Data:
◆ ◆ ◆ ◆ ◆ ◆ ◆

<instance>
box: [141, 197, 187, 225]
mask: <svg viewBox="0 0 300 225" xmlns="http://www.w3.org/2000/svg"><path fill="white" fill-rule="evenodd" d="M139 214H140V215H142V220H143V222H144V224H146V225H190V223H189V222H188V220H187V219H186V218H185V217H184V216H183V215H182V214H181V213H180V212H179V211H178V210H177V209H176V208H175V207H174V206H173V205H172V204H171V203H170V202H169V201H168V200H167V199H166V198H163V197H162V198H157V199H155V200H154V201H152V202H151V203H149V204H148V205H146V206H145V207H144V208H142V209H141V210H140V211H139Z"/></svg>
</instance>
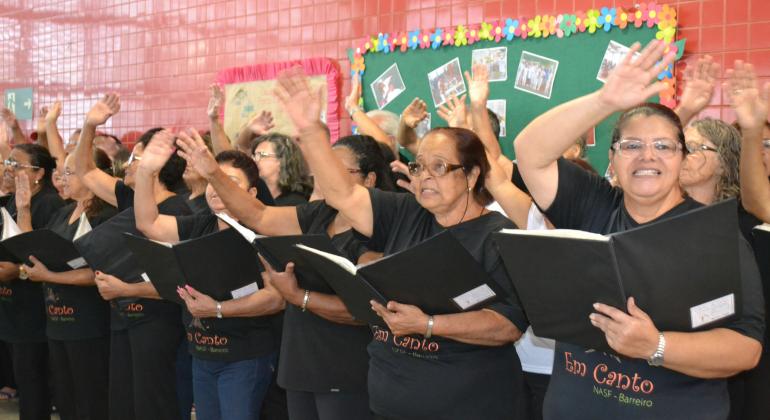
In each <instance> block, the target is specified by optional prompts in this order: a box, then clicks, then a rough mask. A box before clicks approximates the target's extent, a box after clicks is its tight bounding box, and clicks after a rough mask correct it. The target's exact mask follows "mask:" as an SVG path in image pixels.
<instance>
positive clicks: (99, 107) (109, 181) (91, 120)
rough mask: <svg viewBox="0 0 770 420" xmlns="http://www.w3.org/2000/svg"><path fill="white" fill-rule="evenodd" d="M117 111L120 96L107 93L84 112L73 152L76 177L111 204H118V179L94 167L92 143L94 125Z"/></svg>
mask: <svg viewBox="0 0 770 420" xmlns="http://www.w3.org/2000/svg"><path fill="white" fill-rule="evenodd" d="M118 111H120V97H119V96H118V95H117V94H115V93H109V94H107V95H105V96H104V98H102V99H101V100H99V102H97V103H96V104H95V105H94V106H93V107H92V108H91V110H90V111H88V114H86V120H85V122H84V123H83V131H81V133H80V141H78V145H77V147H76V148H75V152H74V154H73V155H74V158H73V160H74V165H75V173H76V174H77V176H78V178H80V180H81V181H83V184H85V186H86V187H88V189H89V190H91V192H93V193H94V194H95V195H96V196H98V197H99V198H101V199H102V200H104V201H106V202H108V203H110V204H111V205H113V206H117V205H118V200H117V198H116V197H115V184H116V183H117V182H118V180H117V178H114V177H112V176H110V175H108V174H106V173H104V172H102V171H100V170H99V169H98V168H97V167H96V164H95V163H94V158H93V153H94V144H93V143H94V137H96V127H98V126H100V125H102V124H104V123H105V122H107V120H108V119H109V118H110V117H111V116H113V115H115V114H116V113H118Z"/></svg>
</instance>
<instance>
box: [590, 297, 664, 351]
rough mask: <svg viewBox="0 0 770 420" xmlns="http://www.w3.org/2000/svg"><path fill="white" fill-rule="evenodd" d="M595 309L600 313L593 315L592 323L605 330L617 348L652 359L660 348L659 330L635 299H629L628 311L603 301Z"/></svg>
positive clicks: (612, 341)
mask: <svg viewBox="0 0 770 420" xmlns="http://www.w3.org/2000/svg"><path fill="white" fill-rule="evenodd" d="M594 309H595V310H596V312H598V313H593V314H591V315H590V319H591V324H593V325H594V326H595V327H597V328H599V329H600V330H602V332H603V333H604V335H605V337H606V338H607V344H609V345H610V347H612V349H613V350H615V351H617V352H618V353H620V354H622V355H625V356H628V357H634V358H637V359H649V358H650V356H652V355H653V354H654V353H655V351H657V349H658V339H659V337H658V329H657V328H655V324H653V322H652V319H650V317H649V316H648V315H647V314H646V313H645V312H644V311H642V310H641V309H639V307H638V306H636V302H635V301H634V298H629V299H628V314H626V313H625V312H623V311H621V310H620V309H617V308H613V307H612V306H609V305H604V304H601V303H595V304H594Z"/></svg>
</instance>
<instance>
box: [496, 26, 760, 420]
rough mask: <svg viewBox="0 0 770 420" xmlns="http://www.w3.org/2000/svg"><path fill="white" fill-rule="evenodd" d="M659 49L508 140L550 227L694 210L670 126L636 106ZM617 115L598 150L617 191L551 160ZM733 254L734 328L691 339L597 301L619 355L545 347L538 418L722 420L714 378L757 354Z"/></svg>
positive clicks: (758, 356)
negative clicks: (591, 128) (737, 298)
mask: <svg viewBox="0 0 770 420" xmlns="http://www.w3.org/2000/svg"><path fill="white" fill-rule="evenodd" d="M664 49H665V45H664V43H662V42H659V41H653V42H651V43H650V45H648V46H647V47H646V48H645V49H644V51H642V52H641V54H640V55H639V56H638V58H636V59H635V60H634V61H632V57H633V56H634V54H635V53H636V52H637V51H638V50H639V44H638V43H637V44H634V46H632V47H631V51H630V52H629V54H628V55H627V56H626V57H625V59H624V60H623V61H622V62H621V63H620V64H619V65H618V66H617V67H616V68H615V70H614V71H613V72H612V73H611V74H610V75H609V78H608V80H607V82H606V84H605V85H604V86H603V87H602V88H601V89H600V90H598V91H597V92H594V93H591V94H589V95H586V96H583V97H580V98H577V99H575V100H572V101H570V102H567V103H565V104H562V105H559V106H557V107H555V108H553V109H552V110H550V111H548V112H546V113H545V114H543V115H541V116H539V117H538V118H536V119H535V120H534V121H532V123H530V124H529V125H528V126H527V127H526V128H525V129H524V130H523V131H522V132H521V133H520V134H519V136H518V137H517V139H516V141H515V143H514V145H515V147H516V155H517V157H518V163H519V166H518V167H519V170H520V171H521V175H522V177H523V179H524V181H525V182H526V184H527V187H529V192H530V193H531V195H532V198H533V199H534V200H535V202H536V203H537V204H538V206H539V207H540V208H542V209H545V215H546V217H547V218H548V220H550V221H551V222H552V223H553V224H554V226H555V227H557V228H566V229H579V230H586V231H590V232H595V233H603V234H607V233H612V232H619V231H624V230H627V229H632V228H635V227H638V226H642V225H645V224H647V223H651V222H655V221H658V220H663V219H666V218H670V217H673V216H676V215H680V214H682V213H685V212H687V211H689V210H692V209H696V208H698V207H700V206H701V204H699V203H698V202H697V201H695V200H693V199H692V198H691V197H689V196H688V195H687V194H686V193H685V192H684V191H683V190H682V188H681V186H680V178H679V175H680V172H681V168H682V164H683V162H684V160H685V156H686V150H685V136H684V133H683V132H682V126H681V123H680V120H679V118H678V117H677V115H676V114H675V113H674V112H673V111H671V110H669V109H668V108H665V107H663V106H661V105H658V104H649V103H646V104H642V105H638V104H640V103H642V102H643V101H645V100H646V99H647V98H648V97H650V96H652V95H654V94H656V93H657V92H659V91H661V90H662V89H663V88H664V85H663V84H662V83H660V82H657V81H656V82H655V83H653V80H655V78H656V76H657V75H658V74H659V73H660V72H661V71H662V70H663V69H664V68H665V67H666V66H668V65H669V64H670V63H671V62H672V61H673V59H674V54H673V53H669V54H666V55H664V54H663V51H664ZM623 110H626V111H625V112H623V114H622V115H621V116H620V118H619V119H618V121H617V123H616V125H615V128H614V130H613V135H612V145H611V148H610V151H609V158H610V164H611V165H612V168H613V169H614V171H615V174H616V175H617V181H618V184H619V185H618V187H612V186H611V185H610V184H609V183H608V181H606V180H604V179H602V178H600V177H598V176H596V175H592V174H590V173H588V172H586V171H584V170H582V169H580V168H578V167H576V166H575V165H573V164H570V163H569V162H567V161H565V160H564V159H562V158H561V154H562V153H563V151H564V150H566V149H567V148H568V147H570V145H571V144H572V143H573V142H574V137H575V133H582V132H585V131H587V130H588V129H589V128H590V127H593V126H595V125H597V124H598V123H600V122H601V121H602V120H604V119H605V118H607V117H609V116H610V115H611V114H612V113H614V112H618V111H623ZM490 189H491V190H492V192H493V194H495V197H496V198H497V199H498V200H504V199H506V197H504V196H499V197H498V196H497V192H498V191H499V190H500V189H499V186H497V185H490ZM703 228H704V229H708V226H704V227H703ZM743 245H744V246H742V247H741V251H740V257H741V260H740V263H741V271H742V276H741V283H742V301H743V312H742V314H741V315H740V316H739V317H738V318H737V319H736V320H735V321H733V322H731V323H730V324H728V325H727V326H726V327H723V328H714V329H711V330H705V331H701V332H697V333H682V332H672V331H659V330H658V329H657V328H656V326H655V325H654V323H653V321H652V320H651V319H650V318H649V317H648V316H647V314H646V313H645V312H644V308H640V307H638V306H637V305H636V302H635V301H634V299H633V298H629V300H628V303H627V307H626V308H623V310H621V309H618V308H613V307H610V306H607V305H603V304H600V303H597V304H595V305H594V308H595V313H593V314H591V316H590V320H591V322H592V324H593V325H594V326H595V327H597V328H599V329H600V330H601V331H602V332H603V333H604V334H605V336H606V339H607V343H608V344H609V345H610V347H612V348H613V349H614V350H615V352H617V354H618V355H619V356H615V355H609V354H605V353H601V352H597V351H593V350H590V349H585V348H581V347H580V346H575V345H570V344H567V343H562V342H557V344H556V350H555V352H556V355H555V359H554V367H553V375H552V377H551V381H550V384H549V388H548V392H547V395H546V399H545V404H544V416H543V417H544V418H545V419H563V418H570V419H592V420H595V419H617V418H624V419H649V418H666V419H692V418H698V419H725V418H726V417H727V415H728V411H729V406H730V403H729V399H728V393H727V387H726V381H725V380H724V378H726V377H729V376H732V375H734V374H736V373H738V372H741V371H743V370H747V369H751V368H752V367H754V366H755V365H756V363H757V360H758V358H759V355H760V352H761V350H762V344H761V341H762V337H763V328H764V322H763V308H762V299H761V288H760V287H761V286H760V284H759V279H758V273H757V269H756V265H755V263H754V261H753V257H752V256H751V252H750V250H749V249H748V245H747V244H745V243H744V244H743ZM693 246H706V244H694V245H693ZM647 263H648V264H659V263H661V262H658V261H649V262H647ZM682 263H687V262H684V261H683V262H682ZM626 311H627V312H626ZM696 401H697V402H696Z"/></svg>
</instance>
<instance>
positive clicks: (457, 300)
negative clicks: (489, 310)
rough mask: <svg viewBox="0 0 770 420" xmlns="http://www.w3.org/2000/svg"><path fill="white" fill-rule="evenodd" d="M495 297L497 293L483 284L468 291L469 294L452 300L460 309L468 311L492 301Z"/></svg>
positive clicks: (464, 295)
mask: <svg viewBox="0 0 770 420" xmlns="http://www.w3.org/2000/svg"><path fill="white" fill-rule="evenodd" d="M495 296H496V294H495V292H494V291H493V290H492V289H491V288H490V287H489V286H487V285H486V284H482V285H481V286H479V287H477V288H475V289H471V290H468V291H467V292H465V293H463V294H461V295H460V296H457V297H455V298H453V299H452V300H454V301H455V303H456V304H457V306H459V307H460V309H462V310H466V309H468V308H470V307H471V306H473V305H476V304H478V303H480V302H483V301H485V300H488V299H491V298H493V297H495Z"/></svg>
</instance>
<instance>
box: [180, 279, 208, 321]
mask: <svg viewBox="0 0 770 420" xmlns="http://www.w3.org/2000/svg"><path fill="white" fill-rule="evenodd" d="M176 292H177V293H178V294H179V297H181V298H182V300H184V303H185V305H186V306H187V310H188V311H190V313H191V314H192V316H194V317H196V318H214V317H216V316H217V301H215V300H214V299H213V298H212V297H211V296H209V295H206V294H203V293H201V292H199V291H197V290H195V289H194V288H193V287H192V286H189V285H187V286H185V287H177V288H176Z"/></svg>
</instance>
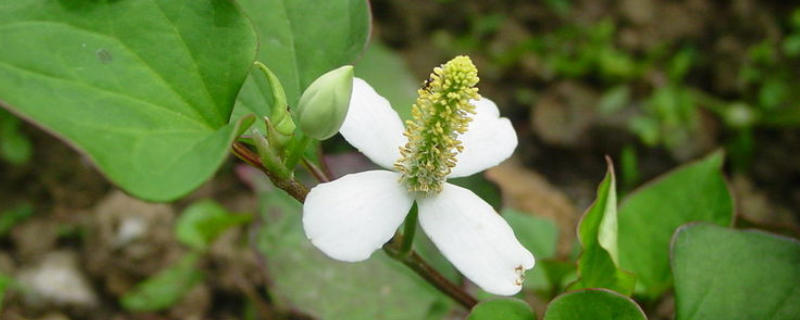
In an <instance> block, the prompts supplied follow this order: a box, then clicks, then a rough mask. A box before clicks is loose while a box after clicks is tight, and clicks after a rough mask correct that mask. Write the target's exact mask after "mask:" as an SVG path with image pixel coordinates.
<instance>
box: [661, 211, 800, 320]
mask: <svg viewBox="0 0 800 320" xmlns="http://www.w3.org/2000/svg"><path fill="white" fill-rule="evenodd" d="M672 254H673V259H672V269H673V271H674V272H675V313H676V319H678V320H693V319H730V320H736V319H743V320H744V319H772V320H778V319H786V320H789V319H797V317H798V315H800V289H798V288H800V287H798V286H799V285H800V242H798V241H797V240H794V239H789V238H784V237H780V236H777V235H773V234H769V233H765V232H760V231H740V230H733V229H727V228H722V227H718V226H715V225H711V224H693V225H689V226H685V227H683V228H681V229H679V230H678V232H676V233H675V237H674V239H673V243H672Z"/></svg>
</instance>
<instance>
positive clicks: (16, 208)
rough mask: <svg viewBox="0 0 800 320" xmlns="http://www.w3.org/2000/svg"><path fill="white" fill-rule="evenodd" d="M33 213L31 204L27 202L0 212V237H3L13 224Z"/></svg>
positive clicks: (32, 207)
mask: <svg viewBox="0 0 800 320" xmlns="http://www.w3.org/2000/svg"><path fill="white" fill-rule="evenodd" d="M32 215H33V206H32V205H31V204H29V203H26V204H23V205H19V206H16V207H13V208H11V209H7V210H5V211H3V212H2V213H0V237H4V236H6V235H7V234H8V232H9V231H11V228H13V227H14V226H15V225H17V224H19V223H20V222H22V221H24V220H25V219H28V218H29V217H30V216H32Z"/></svg>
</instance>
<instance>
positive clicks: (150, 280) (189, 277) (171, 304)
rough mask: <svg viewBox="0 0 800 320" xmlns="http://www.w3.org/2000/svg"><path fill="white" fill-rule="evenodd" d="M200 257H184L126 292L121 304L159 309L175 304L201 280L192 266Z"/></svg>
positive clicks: (129, 307) (150, 310)
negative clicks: (130, 290)
mask: <svg viewBox="0 0 800 320" xmlns="http://www.w3.org/2000/svg"><path fill="white" fill-rule="evenodd" d="M199 257H200V256H199V255H198V254H196V253H193V254H188V255H186V256H184V257H183V258H181V260H178V262H177V263H176V264H174V265H172V266H170V267H169V268H167V269H164V270H162V271H160V272H159V273H157V274H155V275H154V276H152V277H150V278H147V279H146V280H144V281H142V282H140V283H139V284H137V285H136V286H135V287H134V288H133V289H132V290H131V291H129V292H126V293H125V295H123V296H122V298H121V300H120V303H121V304H122V306H123V307H124V308H125V310H128V311H159V310H164V309H167V308H169V307H171V306H173V305H175V304H176V303H178V302H180V300H181V298H183V296H184V295H185V294H186V293H188V292H189V291H190V290H191V289H192V288H193V287H194V286H195V285H196V284H198V283H200V282H202V281H203V274H202V273H201V272H200V271H199V270H197V268H196V267H195V264H196V263H197V260H198V258H199Z"/></svg>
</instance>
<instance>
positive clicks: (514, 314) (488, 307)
mask: <svg viewBox="0 0 800 320" xmlns="http://www.w3.org/2000/svg"><path fill="white" fill-rule="evenodd" d="M535 319H536V314H534V313H533V309H531V306H529V305H528V304H527V303H525V302H524V301H522V300H518V299H496V300H490V301H484V302H481V303H479V304H478V305H476V306H475V307H474V308H472V310H471V311H470V312H469V315H468V316H467V320H535Z"/></svg>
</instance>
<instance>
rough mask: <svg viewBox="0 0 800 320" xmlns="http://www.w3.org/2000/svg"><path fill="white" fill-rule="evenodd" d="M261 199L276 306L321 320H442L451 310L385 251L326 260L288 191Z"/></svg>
mask: <svg viewBox="0 0 800 320" xmlns="http://www.w3.org/2000/svg"><path fill="white" fill-rule="evenodd" d="M261 199H262V204H263V207H264V209H265V210H264V215H263V216H264V220H265V223H264V226H263V228H262V229H261V232H260V235H259V250H260V251H261V252H262V253H263V254H264V255H265V256H267V257H269V259H267V267H268V268H269V272H270V275H271V276H272V280H273V285H272V287H271V288H270V289H271V295H272V296H273V297H275V300H276V301H275V302H276V303H277V304H279V305H282V306H292V307H296V308H298V309H300V310H303V312H304V313H307V314H309V315H310V316H312V317H314V318H318V319H352V320H360V319H369V320H372V319H383V320H390V319H426V318H429V319H436V318H438V319H441V318H442V316H444V314H446V313H447V312H448V311H449V308H450V307H449V305H448V303H449V301H448V300H446V299H447V298H445V297H443V296H442V295H441V294H440V293H439V292H437V291H436V290H435V289H434V288H433V287H432V286H430V284H428V283H427V282H425V281H424V280H422V279H421V278H419V277H418V276H416V275H415V274H413V273H412V272H411V271H409V270H408V269H407V268H406V267H405V266H403V265H402V264H400V263H399V262H396V261H394V260H392V259H390V258H388V257H387V256H386V255H385V254H384V253H383V252H382V251H377V252H375V253H374V254H373V255H372V257H371V258H370V259H369V260H367V261H363V262H357V263H349V262H340V261H336V260H333V259H331V258H328V257H327V256H325V255H324V254H323V253H322V252H321V251H319V250H318V249H317V248H315V247H314V246H313V245H312V244H311V242H310V241H309V240H308V239H307V238H306V237H305V235H304V233H303V227H302V218H301V214H300V211H301V209H302V207H301V205H300V204H299V203H297V201H295V200H294V199H292V198H290V197H289V196H288V195H286V194H285V193H283V192H281V191H271V192H266V193H263V192H262V194H261Z"/></svg>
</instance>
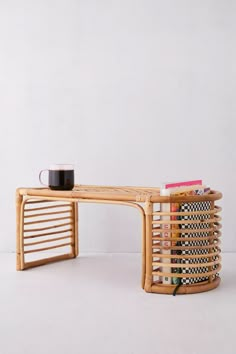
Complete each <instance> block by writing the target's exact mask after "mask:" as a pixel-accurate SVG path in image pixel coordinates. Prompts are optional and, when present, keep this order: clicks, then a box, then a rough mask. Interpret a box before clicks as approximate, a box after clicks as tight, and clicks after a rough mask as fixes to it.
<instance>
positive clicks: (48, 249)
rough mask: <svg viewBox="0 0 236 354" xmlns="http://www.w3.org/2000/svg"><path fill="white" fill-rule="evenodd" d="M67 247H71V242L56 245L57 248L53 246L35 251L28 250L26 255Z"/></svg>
mask: <svg viewBox="0 0 236 354" xmlns="http://www.w3.org/2000/svg"><path fill="white" fill-rule="evenodd" d="M66 246H71V242H68V243H62V244H61V245H55V246H51V247H44V248H38V249H34V250H28V251H25V254H27V253H35V252H42V251H48V250H53V249H55V248H60V247H66Z"/></svg>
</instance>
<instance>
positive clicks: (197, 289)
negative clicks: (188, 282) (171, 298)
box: [150, 277, 220, 295]
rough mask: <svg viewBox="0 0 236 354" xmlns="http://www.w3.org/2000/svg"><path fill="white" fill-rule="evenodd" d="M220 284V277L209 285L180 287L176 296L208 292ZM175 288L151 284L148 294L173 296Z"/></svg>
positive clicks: (218, 285)
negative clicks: (185, 294)
mask: <svg viewBox="0 0 236 354" xmlns="http://www.w3.org/2000/svg"><path fill="white" fill-rule="evenodd" d="M219 284H220V277H218V278H216V279H215V280H214V281H212V282H211V283H209V282H204V283H199V284H194V285H182V286H180V287H179V289H178V290H177V292H176V294H178V295H179V294H182V295H183V294H196V293H203V292H205V291H210V290H213V289H215V288H217V287H218V286H219ZM174 289H175V286H174V285H165V286H163V285H158V284H153V285H152V287H151V289H150V292H151V293H158V294H170V295H173V292H174Z"/></svg>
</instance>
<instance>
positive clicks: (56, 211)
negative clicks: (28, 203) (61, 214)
mask: <svg viewBox="0 0 236 354" xmlns="http://www.w3.org/2000/svg"><path fill="white" fill-rule="evenodd" d="M66 213H71V209H69V210H62V211H53V212H49V213H40V214H31V215H25V216H24V218H25V219H26V218H36V217H39V216H47V215H55V214H66Z"/></svg>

◆ ◆ ◆ ◆ ◆ ◆ ◆

To do: Only the lines above from the one with "positive clicks: (16, 208)" through the one with "257H184L126 292L121 304L159" should be duplicated, character for character.

Answer for the task:
positive clicks: (16, 208)
rough mask: <svg viewBox="0 0 800 320" xmlns="http://www.w3.org/2000/svg"><path fill="white" fill-rule="evenodd" d="M33 213L31 204L27 202L0 212V237H3L13 224Z"/></svg>
positive clicks: (32, 207)
mask: <svg viewBox="0 0 800 320" xmlns="http://www.w3.org/2000/svg"><path fill="white" fill-rule="evenodd" d="M32 215H33V206H32V205H31V204H29V203H26V204H23V205H19V206H16V207H13V208H11V209H7V210H5V211H3V212H2V213H0V237H4V236H6V235H7V234H8V232H9V231H11V228H13V227H14V226H15V225H17V224H19V223H20V222H22V221H24V220H25V219H28V218H29V217H30V216H32Z"/></svg>
</instance>
<instance>
positive clicks: (150, 280) (189, 277) (171, 304)
rough mask: <svg viewBox="0 0 800 320" xmlns="http://www.w3.org/2000/svg"><path fill="white" fill-rule="evenodd" d="M200 257H184L126 292L121 304L159 309L175 304L201 280L192 266Z"/></svg>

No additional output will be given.